WHAT TO WORK ON: The discussion of disclosing affiliate links below describes a "strange mix." List every element it names as part of that mix.

DOCUMENT EXCERPT:
Well, then, it seems like all reasonable roads point to clear disclosures of paid links in the posts, then you even get “ironic” profits. Though, does it occur to you, that the metrics are operant conditioning you to write successful ad copy, and that that is what your posts now are, even if they are hipster, ironic ads?
BTW, I do not begrudge B making money off of affiliate links, as I noted in the OP. I just think the links should be clearly disclosed in the posts, in a way the average consumer (including me) can tell which are which.
Sure, but in this strange mix of curiosity, financial gain, perverse glee, the results are generally counted in cents for products like that.
On the other hand, I (or anyone else with a readership like ours) could make a five or even six-figure sum with an undisclosed ad post or two on the sly, and no amount of FTC disclosure requirement would ever inform anyone.
It’s pointless, the idea that little link disclosures could mean anything beyond a tiny fable to make a certain kind of skeptic feel a little more comfortable with a situation where their trust has already lapsed.
that doesn’t mean we can’t figure out better and more helpful forms of disclosure, just that the specific one you (and others) often raise is more fraught than it appears. It has the same structural problems as, say, the Curator’s Code.

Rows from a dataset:
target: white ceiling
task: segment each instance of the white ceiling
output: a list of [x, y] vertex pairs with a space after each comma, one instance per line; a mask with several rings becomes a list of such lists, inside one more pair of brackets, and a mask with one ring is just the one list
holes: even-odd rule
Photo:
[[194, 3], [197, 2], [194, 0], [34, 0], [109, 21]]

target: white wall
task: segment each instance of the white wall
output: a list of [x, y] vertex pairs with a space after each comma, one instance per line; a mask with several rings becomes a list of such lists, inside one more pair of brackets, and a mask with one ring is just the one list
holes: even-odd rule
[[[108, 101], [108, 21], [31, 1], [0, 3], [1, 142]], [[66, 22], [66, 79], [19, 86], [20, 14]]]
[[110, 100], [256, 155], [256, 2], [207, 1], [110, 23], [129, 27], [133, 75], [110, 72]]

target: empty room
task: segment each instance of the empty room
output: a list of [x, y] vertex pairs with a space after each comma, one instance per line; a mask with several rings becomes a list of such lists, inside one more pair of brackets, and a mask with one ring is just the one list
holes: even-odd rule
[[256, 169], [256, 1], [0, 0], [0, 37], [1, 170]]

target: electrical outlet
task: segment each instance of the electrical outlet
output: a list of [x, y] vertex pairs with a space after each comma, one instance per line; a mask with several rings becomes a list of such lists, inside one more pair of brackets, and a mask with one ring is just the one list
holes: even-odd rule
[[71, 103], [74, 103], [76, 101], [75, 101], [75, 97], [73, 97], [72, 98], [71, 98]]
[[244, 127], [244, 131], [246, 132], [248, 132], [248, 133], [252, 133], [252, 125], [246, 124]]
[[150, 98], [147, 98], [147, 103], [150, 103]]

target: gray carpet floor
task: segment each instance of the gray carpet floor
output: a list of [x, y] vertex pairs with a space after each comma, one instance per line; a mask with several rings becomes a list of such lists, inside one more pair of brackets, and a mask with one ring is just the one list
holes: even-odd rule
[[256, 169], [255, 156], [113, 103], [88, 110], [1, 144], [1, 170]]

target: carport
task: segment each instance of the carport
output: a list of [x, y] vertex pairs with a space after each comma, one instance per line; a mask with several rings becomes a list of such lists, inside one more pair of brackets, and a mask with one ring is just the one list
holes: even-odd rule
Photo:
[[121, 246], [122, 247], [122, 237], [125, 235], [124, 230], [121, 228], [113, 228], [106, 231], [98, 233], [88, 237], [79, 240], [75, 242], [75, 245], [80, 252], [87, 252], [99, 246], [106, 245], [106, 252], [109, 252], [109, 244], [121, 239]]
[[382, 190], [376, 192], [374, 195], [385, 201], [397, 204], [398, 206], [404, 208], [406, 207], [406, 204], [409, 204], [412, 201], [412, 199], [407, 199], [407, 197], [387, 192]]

SOLUTION FOR THIS EXERCISE:
- Curiosity
- Financial gain
- Perverse glee